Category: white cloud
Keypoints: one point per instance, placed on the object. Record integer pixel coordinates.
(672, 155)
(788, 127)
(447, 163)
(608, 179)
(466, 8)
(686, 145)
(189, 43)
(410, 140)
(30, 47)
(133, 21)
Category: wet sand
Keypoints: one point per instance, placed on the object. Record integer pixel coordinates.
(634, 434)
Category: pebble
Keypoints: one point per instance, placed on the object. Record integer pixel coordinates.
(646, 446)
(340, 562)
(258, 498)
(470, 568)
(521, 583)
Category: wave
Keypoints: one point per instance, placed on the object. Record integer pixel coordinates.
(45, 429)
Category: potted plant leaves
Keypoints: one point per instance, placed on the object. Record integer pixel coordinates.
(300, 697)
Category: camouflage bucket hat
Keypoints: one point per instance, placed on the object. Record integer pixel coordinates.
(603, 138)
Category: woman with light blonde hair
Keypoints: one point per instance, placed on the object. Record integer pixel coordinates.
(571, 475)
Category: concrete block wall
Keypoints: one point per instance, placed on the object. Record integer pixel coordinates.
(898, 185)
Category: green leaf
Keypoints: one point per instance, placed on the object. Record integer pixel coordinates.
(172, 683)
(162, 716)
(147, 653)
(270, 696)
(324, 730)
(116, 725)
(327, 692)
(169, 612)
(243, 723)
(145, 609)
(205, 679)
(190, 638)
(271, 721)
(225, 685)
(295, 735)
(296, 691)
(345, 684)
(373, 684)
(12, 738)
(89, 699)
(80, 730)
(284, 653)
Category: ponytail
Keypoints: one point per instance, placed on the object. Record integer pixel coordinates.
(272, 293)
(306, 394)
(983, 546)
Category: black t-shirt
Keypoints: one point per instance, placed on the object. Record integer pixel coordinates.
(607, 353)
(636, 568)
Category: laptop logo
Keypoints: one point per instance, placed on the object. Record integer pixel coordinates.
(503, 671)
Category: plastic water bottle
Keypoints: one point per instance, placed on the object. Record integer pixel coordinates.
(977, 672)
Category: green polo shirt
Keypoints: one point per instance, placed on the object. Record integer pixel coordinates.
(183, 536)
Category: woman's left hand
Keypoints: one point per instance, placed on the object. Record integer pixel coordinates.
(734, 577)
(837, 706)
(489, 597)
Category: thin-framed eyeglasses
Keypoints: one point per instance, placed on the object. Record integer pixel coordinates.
● ● ● ● ●
THE TASK
Check each line in the records above for the word "woman". Return those that have it.

TASK OUTPUT
Category: woman with light blonde hair
Category: woman's left hand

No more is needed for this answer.